Produksi rata-rata ikan air tawar dari ketiga kecamatan tersebut sebanyak 14 ton/hari. Dari jumlah itu bisa menutupi kebutuhan pasar lokal sekitar lima ton dan kebutuhan luar daerah sembilan ton.

Untuk Provinsi Sumut disuplai ke Kabupaten Karo, Pak Pak Bharat, Dairi, Kota Binjai, Kota Medan, Lubuk Pakam, dan Siantar. Sementara untuk lintas tengah Aceh disuplai ke Aceh Tengah, Bener Meriah dan Bireuen, sedangkan untuk barat-selatan termasuk Kota Subulussalam, Singkil, Aceh Selatan, Nagan Raya, dan Aceh Barat.

Berdasarkan hitungan rata-rata hasil dari seluruh wilayah perikanan di Kabupaten Aceh Tenggara menghasilkan 578 ton/bulan. Jika jumlah tersebut dibagi 30 berarti bisa 19 ton setiap hari.

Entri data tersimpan

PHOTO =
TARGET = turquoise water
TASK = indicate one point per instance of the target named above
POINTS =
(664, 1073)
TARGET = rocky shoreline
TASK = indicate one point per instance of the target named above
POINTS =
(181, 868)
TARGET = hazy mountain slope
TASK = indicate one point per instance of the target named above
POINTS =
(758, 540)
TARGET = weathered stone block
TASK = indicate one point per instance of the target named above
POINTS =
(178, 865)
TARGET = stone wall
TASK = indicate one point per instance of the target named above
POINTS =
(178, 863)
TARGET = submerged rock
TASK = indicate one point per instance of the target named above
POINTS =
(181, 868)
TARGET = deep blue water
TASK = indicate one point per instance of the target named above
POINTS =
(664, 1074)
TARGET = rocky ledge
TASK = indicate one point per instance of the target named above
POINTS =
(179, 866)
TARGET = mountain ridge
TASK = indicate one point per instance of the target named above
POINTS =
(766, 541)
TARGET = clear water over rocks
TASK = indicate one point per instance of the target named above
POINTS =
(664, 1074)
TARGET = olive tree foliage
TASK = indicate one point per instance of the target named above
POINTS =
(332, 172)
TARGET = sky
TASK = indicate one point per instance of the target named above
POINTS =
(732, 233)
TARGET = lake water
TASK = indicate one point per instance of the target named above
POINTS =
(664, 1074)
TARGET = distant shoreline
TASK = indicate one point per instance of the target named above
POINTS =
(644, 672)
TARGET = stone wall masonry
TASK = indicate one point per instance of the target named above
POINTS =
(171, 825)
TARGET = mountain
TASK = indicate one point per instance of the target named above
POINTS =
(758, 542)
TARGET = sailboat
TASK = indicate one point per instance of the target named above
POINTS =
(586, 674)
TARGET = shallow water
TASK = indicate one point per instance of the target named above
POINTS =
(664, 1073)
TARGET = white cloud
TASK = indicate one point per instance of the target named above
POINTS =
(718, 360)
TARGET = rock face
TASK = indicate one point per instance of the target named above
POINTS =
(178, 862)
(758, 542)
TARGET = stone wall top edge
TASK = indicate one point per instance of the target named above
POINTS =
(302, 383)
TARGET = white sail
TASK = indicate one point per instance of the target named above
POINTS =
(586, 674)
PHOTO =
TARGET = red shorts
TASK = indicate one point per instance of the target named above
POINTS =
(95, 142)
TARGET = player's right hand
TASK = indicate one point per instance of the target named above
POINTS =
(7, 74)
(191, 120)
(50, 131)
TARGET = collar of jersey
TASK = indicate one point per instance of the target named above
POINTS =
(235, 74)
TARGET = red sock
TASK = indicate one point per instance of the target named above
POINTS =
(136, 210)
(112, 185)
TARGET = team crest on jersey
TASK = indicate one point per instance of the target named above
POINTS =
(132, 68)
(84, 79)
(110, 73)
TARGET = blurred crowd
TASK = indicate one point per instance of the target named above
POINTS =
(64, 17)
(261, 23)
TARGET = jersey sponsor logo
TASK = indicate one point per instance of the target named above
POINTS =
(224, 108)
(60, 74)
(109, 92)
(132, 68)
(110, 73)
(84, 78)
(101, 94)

Tujuan latihan
Jawablah pertanyaan berikut berdasarkan teks tentang produksi ikan air tawar.
1. Berapa produksi rata-rata ikan air tawar dari ketiga kecamatan per hari?
2. Daerah mana saja di lintas tengah Aceh yang disuplai?
3. Berapa hasil rata-rata seluruh wilayah perikanan di Kabupaten Aceh Tenggara per bulan?

Pembahasan latihan
1. 14 ton/hari.
2. Aceh Tengah, Bener Meriah, dan Bireuen.
3. 578 ton/bulan.